◆ **WORK TASK**
Go through the data and copy each line where the word "target" shows up.

+++

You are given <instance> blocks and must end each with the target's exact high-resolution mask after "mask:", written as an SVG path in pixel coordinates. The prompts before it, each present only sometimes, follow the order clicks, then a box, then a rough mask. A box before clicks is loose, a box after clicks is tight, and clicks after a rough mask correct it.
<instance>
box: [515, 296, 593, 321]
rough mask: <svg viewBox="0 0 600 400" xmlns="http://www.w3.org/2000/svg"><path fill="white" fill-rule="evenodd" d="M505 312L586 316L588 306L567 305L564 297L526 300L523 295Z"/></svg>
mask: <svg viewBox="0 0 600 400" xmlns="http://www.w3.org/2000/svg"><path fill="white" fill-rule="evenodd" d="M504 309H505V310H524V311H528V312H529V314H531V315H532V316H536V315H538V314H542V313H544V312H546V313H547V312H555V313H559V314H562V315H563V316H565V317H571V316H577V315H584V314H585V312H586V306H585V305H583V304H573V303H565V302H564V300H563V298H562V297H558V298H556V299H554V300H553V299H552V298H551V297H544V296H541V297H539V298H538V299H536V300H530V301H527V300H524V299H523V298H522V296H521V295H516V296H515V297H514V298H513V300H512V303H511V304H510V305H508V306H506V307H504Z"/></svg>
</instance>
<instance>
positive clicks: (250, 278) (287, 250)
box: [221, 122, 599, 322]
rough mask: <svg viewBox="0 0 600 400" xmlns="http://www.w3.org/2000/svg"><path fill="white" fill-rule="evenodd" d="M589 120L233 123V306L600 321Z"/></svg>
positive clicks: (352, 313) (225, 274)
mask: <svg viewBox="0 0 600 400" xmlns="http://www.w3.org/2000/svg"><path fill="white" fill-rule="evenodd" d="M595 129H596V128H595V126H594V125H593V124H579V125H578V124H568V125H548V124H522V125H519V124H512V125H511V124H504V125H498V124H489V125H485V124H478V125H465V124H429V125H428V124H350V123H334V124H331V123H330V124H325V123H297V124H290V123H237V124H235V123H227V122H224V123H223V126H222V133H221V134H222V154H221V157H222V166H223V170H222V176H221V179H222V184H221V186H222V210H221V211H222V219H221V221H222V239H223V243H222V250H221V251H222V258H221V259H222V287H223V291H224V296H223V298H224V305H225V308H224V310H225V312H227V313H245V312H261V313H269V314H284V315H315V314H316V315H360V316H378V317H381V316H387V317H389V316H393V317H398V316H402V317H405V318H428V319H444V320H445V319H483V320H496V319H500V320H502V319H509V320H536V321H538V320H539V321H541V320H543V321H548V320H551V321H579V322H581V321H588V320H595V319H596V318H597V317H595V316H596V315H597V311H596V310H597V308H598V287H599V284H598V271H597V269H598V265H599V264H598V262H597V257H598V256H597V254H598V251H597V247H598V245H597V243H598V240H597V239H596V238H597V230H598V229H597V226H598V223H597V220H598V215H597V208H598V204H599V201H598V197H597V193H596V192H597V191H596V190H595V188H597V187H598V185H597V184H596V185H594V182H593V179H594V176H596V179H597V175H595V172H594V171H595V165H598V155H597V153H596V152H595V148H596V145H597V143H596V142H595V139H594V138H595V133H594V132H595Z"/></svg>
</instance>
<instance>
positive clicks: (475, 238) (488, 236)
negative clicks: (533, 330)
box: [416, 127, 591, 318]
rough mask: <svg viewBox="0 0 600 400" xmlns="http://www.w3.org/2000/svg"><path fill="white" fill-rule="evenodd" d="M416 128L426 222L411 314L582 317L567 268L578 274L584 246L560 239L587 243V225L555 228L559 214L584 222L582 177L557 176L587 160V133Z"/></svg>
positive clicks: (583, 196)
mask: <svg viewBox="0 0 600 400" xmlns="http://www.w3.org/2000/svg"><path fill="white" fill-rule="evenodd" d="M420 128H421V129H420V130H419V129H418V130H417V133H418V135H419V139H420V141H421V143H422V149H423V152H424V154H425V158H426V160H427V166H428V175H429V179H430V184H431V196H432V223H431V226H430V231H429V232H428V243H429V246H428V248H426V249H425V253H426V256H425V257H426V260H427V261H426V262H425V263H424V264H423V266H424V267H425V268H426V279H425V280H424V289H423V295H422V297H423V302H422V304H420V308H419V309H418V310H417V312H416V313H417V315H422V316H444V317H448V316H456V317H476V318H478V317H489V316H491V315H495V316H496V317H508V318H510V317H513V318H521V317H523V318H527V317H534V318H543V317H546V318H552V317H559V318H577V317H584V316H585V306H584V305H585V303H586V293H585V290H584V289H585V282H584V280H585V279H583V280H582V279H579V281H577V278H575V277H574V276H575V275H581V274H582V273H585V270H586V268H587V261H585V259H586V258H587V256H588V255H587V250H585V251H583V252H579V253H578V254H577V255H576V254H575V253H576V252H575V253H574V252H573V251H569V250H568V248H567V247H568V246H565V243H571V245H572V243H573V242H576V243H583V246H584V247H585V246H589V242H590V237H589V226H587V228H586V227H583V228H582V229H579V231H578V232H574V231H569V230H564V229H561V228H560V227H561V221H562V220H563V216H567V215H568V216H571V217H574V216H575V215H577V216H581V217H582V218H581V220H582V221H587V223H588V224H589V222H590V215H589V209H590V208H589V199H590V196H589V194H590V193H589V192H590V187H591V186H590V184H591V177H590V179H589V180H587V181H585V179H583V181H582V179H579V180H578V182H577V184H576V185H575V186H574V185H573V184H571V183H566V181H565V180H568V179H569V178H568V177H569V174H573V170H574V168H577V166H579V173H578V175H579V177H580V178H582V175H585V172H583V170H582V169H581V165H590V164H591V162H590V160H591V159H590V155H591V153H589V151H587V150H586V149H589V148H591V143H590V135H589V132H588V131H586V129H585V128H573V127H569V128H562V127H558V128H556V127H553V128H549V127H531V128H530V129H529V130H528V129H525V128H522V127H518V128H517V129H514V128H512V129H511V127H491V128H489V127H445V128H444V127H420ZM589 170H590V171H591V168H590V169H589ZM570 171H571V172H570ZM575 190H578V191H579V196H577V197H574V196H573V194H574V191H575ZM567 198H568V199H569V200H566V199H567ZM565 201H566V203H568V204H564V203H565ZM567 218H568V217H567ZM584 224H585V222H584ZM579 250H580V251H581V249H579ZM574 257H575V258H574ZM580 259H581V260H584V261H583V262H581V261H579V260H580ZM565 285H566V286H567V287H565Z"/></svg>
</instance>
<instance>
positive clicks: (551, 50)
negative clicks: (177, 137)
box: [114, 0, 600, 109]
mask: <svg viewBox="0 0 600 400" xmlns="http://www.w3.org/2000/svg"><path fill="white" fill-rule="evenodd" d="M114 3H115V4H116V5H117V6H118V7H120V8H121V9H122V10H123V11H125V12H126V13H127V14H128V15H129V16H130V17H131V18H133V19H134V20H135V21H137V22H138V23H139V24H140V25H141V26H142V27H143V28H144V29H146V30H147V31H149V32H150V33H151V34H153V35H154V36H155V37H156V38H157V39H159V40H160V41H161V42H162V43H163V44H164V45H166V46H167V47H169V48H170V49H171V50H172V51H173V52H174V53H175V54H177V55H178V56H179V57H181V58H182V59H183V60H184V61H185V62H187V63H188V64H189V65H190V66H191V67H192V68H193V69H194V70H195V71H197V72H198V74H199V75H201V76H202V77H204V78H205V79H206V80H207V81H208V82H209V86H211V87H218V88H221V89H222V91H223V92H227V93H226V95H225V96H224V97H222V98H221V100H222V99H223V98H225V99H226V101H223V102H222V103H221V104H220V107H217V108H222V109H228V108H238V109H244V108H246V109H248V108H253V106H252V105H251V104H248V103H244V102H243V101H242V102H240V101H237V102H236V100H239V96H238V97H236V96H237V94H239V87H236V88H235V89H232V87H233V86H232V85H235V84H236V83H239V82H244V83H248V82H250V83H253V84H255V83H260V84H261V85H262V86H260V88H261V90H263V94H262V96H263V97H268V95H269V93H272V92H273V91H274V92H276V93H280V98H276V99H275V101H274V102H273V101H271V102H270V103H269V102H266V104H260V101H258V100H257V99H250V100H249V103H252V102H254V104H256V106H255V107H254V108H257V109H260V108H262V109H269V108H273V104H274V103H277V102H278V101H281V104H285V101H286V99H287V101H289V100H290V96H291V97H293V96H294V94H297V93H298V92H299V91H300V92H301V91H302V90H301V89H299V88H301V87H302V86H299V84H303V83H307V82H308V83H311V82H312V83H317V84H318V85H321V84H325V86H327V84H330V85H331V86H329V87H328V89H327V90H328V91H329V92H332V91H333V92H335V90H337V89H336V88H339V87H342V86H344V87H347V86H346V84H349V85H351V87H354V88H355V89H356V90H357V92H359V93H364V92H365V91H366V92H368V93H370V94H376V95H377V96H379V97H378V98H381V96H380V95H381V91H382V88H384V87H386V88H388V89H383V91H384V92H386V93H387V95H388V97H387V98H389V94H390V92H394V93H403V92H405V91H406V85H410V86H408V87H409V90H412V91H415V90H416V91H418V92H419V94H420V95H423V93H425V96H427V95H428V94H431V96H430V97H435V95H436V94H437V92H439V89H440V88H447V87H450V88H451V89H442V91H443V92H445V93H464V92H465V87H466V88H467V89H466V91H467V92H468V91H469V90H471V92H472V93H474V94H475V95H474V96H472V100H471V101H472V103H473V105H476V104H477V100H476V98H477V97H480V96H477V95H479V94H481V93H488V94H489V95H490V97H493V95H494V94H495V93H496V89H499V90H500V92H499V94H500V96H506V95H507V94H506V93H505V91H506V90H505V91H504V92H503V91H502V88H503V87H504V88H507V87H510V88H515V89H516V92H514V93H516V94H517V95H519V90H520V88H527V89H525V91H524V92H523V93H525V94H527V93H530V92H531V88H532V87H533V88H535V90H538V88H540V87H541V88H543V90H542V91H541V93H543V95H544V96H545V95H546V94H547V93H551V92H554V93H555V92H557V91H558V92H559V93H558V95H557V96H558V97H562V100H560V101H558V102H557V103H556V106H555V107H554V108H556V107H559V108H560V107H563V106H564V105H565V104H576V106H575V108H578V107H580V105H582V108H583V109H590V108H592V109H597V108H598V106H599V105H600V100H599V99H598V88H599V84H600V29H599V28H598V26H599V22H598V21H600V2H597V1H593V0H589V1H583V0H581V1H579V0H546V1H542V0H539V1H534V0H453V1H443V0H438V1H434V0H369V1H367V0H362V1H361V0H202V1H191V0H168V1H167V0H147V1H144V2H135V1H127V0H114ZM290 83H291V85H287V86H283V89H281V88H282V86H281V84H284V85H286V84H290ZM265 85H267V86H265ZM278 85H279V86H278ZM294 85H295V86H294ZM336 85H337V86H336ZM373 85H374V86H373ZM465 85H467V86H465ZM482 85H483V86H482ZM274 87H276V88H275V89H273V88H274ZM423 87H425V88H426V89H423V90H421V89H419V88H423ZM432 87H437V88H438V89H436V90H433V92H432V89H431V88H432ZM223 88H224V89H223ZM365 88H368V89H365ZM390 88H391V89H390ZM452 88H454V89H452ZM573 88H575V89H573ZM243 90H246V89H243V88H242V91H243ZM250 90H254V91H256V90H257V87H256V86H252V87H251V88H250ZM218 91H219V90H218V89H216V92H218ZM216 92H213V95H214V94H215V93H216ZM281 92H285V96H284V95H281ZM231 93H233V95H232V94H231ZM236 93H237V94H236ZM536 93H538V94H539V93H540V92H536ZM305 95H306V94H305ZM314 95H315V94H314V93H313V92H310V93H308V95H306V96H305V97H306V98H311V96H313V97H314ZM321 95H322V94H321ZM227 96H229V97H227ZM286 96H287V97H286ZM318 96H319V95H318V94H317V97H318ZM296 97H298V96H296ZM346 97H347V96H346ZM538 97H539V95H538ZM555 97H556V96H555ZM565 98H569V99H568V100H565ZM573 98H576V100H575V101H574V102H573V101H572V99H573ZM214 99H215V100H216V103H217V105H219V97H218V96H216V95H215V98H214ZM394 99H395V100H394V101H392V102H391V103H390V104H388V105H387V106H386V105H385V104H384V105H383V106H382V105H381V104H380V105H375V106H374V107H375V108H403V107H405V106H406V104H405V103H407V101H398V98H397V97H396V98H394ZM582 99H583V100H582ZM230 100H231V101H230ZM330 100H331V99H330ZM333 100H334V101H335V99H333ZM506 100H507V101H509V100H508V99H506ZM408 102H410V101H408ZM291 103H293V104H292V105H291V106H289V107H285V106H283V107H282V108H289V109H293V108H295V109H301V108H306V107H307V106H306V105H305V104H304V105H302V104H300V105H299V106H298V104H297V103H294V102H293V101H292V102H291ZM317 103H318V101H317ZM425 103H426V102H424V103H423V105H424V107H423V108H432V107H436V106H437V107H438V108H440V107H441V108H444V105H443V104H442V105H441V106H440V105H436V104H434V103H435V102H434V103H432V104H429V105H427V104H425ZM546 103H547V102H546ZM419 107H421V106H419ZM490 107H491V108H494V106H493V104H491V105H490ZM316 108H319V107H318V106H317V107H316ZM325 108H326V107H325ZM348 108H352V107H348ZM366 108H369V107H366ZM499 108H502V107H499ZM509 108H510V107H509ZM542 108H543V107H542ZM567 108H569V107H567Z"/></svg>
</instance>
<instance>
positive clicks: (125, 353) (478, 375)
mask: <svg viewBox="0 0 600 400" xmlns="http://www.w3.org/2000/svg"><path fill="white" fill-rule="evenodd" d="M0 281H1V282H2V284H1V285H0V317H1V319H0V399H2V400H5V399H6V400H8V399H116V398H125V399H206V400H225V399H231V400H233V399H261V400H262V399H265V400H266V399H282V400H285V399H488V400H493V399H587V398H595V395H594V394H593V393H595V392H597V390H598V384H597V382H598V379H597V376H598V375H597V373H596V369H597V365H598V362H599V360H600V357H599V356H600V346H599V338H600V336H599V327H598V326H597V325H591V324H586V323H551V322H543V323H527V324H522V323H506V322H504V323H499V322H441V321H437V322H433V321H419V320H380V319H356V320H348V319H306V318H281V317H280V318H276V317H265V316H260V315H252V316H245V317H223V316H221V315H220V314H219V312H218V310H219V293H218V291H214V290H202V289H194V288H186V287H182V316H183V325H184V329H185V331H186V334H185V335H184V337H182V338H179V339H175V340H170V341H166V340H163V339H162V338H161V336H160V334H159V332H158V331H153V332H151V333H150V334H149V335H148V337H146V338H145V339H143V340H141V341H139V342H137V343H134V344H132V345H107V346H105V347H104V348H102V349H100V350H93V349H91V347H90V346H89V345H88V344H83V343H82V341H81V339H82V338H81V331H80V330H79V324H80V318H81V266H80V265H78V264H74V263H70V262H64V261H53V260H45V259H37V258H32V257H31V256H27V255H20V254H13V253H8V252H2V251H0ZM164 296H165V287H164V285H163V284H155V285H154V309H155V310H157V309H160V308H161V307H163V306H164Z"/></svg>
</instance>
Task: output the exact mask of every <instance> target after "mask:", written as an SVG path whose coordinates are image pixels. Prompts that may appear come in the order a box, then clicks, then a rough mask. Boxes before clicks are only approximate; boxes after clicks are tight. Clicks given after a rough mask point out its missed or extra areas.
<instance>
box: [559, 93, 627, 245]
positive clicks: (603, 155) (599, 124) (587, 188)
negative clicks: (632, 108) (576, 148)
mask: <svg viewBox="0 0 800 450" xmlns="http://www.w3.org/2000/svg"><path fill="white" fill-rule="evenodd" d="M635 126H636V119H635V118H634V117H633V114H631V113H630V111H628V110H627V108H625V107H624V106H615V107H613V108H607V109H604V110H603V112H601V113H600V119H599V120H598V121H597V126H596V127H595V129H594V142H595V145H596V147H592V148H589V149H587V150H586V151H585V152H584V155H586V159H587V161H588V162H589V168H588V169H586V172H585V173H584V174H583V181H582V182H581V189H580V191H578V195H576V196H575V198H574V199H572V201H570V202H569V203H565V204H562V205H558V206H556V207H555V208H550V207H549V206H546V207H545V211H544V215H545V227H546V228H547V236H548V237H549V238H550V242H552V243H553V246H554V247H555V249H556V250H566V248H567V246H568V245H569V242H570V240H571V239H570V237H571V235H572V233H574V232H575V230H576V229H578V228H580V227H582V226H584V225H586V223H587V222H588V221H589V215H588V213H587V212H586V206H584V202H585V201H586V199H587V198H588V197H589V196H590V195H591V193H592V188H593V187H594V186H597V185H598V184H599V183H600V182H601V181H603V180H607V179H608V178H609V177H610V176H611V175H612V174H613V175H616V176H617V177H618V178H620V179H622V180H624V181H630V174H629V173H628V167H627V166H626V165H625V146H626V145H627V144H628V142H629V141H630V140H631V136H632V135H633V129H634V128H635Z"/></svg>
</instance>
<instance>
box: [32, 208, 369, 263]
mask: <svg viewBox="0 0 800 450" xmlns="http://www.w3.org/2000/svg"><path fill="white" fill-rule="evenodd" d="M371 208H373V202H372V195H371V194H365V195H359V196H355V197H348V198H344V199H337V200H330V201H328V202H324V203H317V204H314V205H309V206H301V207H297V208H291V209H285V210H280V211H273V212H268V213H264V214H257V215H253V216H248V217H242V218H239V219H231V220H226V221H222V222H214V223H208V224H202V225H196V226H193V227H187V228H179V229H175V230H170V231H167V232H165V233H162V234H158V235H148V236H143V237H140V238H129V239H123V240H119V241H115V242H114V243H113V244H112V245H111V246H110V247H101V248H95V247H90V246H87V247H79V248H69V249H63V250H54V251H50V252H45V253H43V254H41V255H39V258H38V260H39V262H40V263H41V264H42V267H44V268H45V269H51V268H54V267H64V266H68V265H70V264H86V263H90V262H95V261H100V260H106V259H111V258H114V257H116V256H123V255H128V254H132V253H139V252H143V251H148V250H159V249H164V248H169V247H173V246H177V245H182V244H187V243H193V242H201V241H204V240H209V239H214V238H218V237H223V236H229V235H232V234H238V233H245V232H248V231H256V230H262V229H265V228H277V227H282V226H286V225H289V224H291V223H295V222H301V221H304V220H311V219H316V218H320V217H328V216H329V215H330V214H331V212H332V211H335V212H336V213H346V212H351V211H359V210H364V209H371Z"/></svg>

+++

◆ **EXPECTED ANSWER**
You are given <instance> blocks and must end each with the target's exact high-resolution mask after "mask:", written as an SVG path in pixel coordinates. The prompts before it, each present only sometimes, follow the order clicks, then a box, then a rough mask. A box before clicks is loose, a box after clicks is tight, and clicks after a rough mask correct it.
Task: output the exact mask of every <instance> target after "mask:", written as an SVG path whose coordinates are image pixels. Prompts that may appear come in the order a box, then clicks, then a rough mask. Boxes before clicks are only approximate; boxes after clicks are tight. Clicks given after a rough mask point out its missed or extra areas.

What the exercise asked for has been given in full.